# [STORED ROWS]
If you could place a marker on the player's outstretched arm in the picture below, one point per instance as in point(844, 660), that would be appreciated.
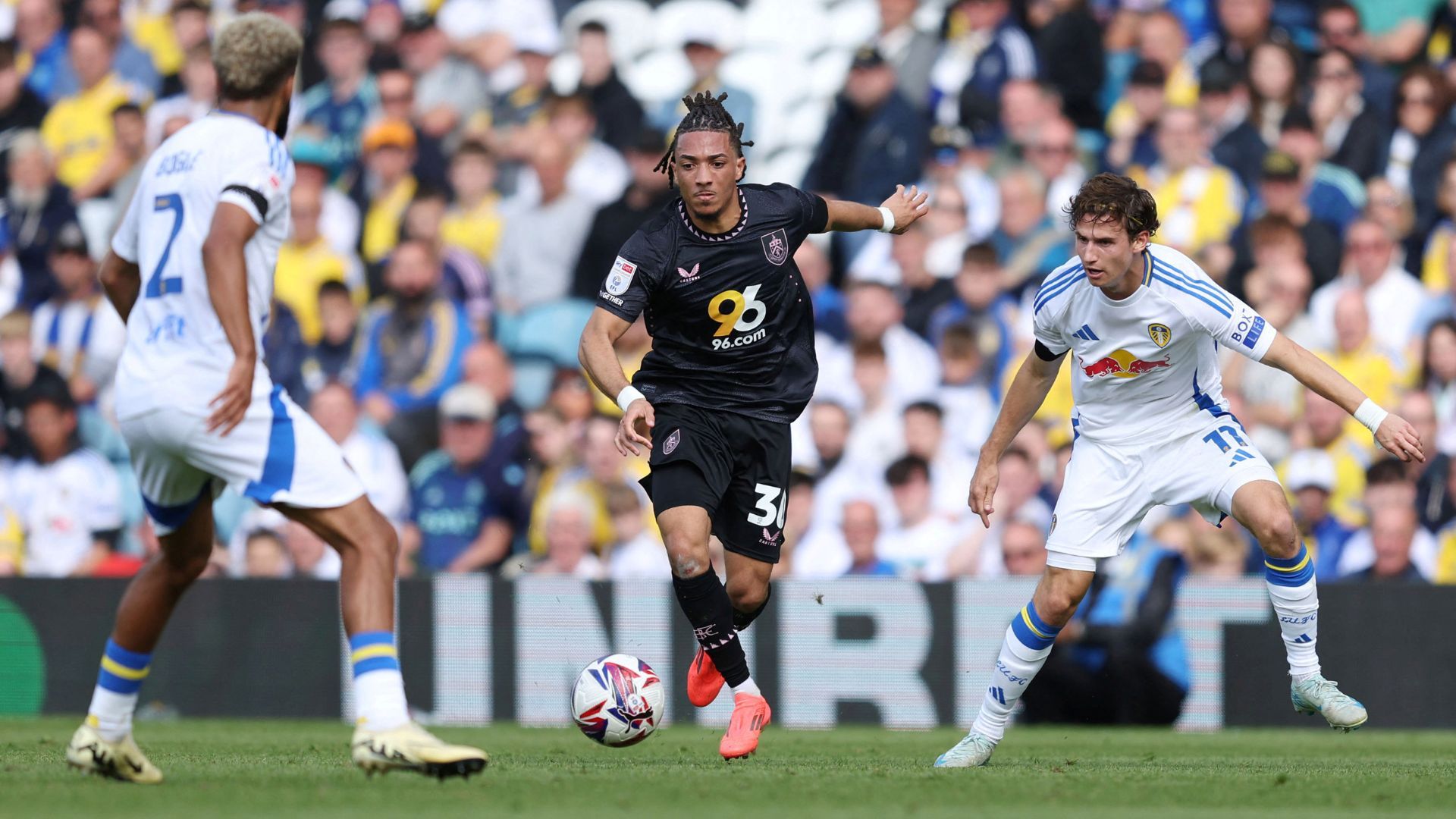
point(1024, 397)
point(899, 212)
point(226, 268)
point(1391, 430)
point(599, 357)
point(121, 280)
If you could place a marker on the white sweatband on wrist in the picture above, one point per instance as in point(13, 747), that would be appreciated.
point(889, 221)
point(1370, 414)
point(628, 395)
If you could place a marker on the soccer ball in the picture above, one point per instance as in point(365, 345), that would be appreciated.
point(618, 700)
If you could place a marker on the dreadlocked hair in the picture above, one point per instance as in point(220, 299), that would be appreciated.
point(705, 112)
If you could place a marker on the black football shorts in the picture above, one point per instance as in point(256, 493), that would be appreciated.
point(733, 465)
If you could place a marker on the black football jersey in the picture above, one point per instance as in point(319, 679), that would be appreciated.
point(731, 321)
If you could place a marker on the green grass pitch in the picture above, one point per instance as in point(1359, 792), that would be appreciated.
point(291, 768)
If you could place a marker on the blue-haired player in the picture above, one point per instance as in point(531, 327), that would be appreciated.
point(191, 271)
point(1145, 324)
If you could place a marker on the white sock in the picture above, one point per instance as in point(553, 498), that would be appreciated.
point(746, 687)
point(1296, 607)
point(112, 713)
point(381, 700)
point(1024, 651)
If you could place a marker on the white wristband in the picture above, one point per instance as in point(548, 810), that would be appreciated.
point(890, 221)
point(1370, 414)
point(628, 395)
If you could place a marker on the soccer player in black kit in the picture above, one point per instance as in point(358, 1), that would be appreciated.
point(731, 366)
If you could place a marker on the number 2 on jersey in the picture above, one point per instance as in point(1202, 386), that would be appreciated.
point(156, 284)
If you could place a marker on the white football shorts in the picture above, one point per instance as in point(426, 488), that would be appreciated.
point(1109, 488)
point(278, 453)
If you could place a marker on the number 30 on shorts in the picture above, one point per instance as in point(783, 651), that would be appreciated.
point(766, 512)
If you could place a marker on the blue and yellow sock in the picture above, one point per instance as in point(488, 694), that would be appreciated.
point(1024, 651)
point(379, 689)
point(1296, 605)
point(117, 686)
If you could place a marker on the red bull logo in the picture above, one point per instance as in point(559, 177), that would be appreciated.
point(1122, 365)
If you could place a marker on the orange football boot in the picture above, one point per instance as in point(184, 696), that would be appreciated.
point(750, 714)
point(704, 681)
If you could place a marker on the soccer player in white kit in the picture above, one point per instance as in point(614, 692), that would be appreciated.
point(191, 271)
point(1142, 324)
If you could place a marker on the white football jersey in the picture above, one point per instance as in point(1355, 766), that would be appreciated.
point(177, 352)
point(1147, 369)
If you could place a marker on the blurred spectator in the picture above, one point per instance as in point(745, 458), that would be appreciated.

# [YOUR TASK]
Quote verbatim the portion of the lines that opens with the line containing "If you could place a marker on the dreadlocked" and closes with the line containing "point(1145, 324)", including both of those lines.

# [THE RESULT]
If you could place a marker on the dreadlocked hair in the picture above, one point per instance as in point(220, 299), that would be appreciated.
point(705, 112)
If you could place a marker on the black football shorts in the picture above, one point per instance as in point(256, 493), that would be appreciated.
point(733, 465)
If you could place a marker on the black football jersey in the picture above, one point per instance as in point(319, 679), that would be appreciated.
point(731, 321)
If you could place a marker on the green grass pitch in the picture above, one point per instance as in point(1359, 792), that would be appreciated.
point(291, 768)
If you could place a marker on the blue-haired player in the picture above, one point per instance as in point(531, 327), that would be appreciated.
point(191, 271)
point(1145, 324)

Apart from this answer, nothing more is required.